● SOURCE DOCUMENT
[Start of Attachment]

A little empathy can go a long way toward ending infectious disease outbreaks.
That’s a conclusion from researchers at the Georgia Institute of Technology, who used a networked variation of game theory to study how individual behavior during an outbreak of influenza — or other illness — affects the progress of the disease, including how rapidly the outbreak dies out.
The research study pitted the self-interests of susceptible individuals against those of infected persons, and found that only if sick persons took precautions to avoid infecting others could the illness be eradicated. Healthy people attempting to protect themselves couldn’t, by themselves, stop the disease from spreading. Among the key factors was empathy of infected persons.
“We wanted to understand disease dynamics from an individual’s perspective,” said Ceyhun Eksin, a postdoctoral fellow in the laboratory of Georgia Tech School of Biological Sciences Professor Joshua S. Weitz. “In particular, we wanted to know what role individual behavior plays in disease spread and how behavior might affect forecasting and consequences in the long run when there is an outbreak.”
The research, reported March 14 in the journal Scientific Reports, was sponsored by the U.S. Army Research Office. The work used mathematical models that took into account how infectious diseases spread and the effects of measures taken to control them.
Public health initiatives against seasonal diseases like influenza tend to initially focus on immunization programs, which move individuals out of the “susceptible” category. Once an outbreak begins, health campaigns focus on encouraging susceptible persons to take precautions such as hand-washing and avoiding infected people.
The success of those measures may depend on individual perceptions of how great the risk of infection might be, Eksin noted. The more awareness individuals have of infected persons around them, the more likely they are to protect themselves. Perception can also affect the behavior of infected individuals, who may be more likely to stay home from work or cover their cough, for instance, if they believe their presence could infect a significant number of people.
“If an infected person really wants to attend a meeting at work, it’s one thing if only one other person could be at risk,” he said. “It may be a different thing if they could affect a whole office of susceptible people.”
The empathy of sick persons becomes especially important toward the end of an outbreak, when the number of infected persons may be low, but still enough to sustain the illness. When the number of sick people is low, risk perception falls, leading susceptible people to reduce their precautions — and sick people to feel less concern about infecting others.
If those sick persons then decide to head off to work despite their illness, they may infect unsuspecting susceptible people, causing the outbreak to continue. “The behavior of the infected individuals can be more important than the behavior of the susceptible individuals in eradicating the disease,” said Eksin. “A little bit of empathy can be crucial at this point.”

[End of Attachment]

Dataset entries

[Start of Attachment]

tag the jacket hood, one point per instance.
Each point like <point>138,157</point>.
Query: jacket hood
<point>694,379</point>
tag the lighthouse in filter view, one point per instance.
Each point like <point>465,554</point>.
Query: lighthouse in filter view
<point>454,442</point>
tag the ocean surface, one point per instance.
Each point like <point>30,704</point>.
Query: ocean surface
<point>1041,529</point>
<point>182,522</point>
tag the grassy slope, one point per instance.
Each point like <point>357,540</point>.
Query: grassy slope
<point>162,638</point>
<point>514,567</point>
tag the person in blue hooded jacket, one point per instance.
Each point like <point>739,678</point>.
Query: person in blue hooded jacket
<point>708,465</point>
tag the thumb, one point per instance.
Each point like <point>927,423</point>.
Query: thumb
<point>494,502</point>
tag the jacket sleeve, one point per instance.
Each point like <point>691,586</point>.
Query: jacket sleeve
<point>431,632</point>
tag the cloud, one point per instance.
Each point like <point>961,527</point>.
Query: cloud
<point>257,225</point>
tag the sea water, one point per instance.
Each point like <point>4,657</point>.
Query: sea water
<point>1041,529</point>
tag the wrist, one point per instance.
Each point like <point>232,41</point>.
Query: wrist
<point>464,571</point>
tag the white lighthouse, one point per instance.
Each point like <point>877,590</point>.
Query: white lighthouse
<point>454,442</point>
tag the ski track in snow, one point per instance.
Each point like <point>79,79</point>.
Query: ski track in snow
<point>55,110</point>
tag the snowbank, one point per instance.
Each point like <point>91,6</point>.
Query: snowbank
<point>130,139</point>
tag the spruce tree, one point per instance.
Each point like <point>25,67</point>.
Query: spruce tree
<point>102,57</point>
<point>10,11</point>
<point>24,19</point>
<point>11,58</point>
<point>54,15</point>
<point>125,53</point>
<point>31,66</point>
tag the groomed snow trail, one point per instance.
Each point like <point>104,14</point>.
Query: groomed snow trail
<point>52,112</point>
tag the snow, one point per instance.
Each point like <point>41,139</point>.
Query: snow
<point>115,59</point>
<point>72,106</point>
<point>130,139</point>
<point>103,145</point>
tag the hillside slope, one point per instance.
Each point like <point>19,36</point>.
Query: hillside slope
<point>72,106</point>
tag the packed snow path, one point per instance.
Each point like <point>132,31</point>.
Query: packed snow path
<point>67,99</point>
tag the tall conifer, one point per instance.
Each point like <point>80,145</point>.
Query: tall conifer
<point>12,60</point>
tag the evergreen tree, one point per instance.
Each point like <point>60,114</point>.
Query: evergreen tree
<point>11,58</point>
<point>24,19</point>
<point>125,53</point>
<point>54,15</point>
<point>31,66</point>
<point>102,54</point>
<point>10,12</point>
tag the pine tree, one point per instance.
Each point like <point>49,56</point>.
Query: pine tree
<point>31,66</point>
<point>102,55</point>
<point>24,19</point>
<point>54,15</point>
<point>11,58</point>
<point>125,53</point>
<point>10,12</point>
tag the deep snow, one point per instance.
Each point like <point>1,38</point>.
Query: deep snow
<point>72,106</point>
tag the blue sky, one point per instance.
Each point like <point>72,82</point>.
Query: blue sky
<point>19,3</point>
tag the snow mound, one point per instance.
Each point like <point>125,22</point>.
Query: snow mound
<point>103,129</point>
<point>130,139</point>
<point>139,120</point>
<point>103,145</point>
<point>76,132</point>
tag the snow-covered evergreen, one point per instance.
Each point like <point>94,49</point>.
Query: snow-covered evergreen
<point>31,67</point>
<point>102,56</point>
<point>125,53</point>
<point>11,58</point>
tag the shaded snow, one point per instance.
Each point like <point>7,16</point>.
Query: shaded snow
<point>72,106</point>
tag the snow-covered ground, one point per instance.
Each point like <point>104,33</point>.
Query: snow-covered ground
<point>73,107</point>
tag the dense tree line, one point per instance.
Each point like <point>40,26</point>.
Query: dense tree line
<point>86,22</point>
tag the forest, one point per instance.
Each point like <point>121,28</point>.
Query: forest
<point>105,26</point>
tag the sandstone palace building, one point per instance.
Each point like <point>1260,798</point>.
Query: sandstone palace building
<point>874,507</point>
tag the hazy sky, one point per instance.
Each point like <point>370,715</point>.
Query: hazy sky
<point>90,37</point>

[End of Attachment]

● WORK INSTRUCTION
Rewrite the paragraph of the article on empathy and disease outbreaks that begins "The success of those measures" as a short bulleted list, keeping its main facts.

● EXERCISE RESULT
- Eksin noted that the success of those measures may depend on how great individuals perceive the risk of infection to be.
- The more aware individuals are of infected persons around them, the more likely they are to protect themselves.
- Perception also affects infected individuals, who may be more likely to stay home from work or cover their cough if they believe they could infect a significant number of people.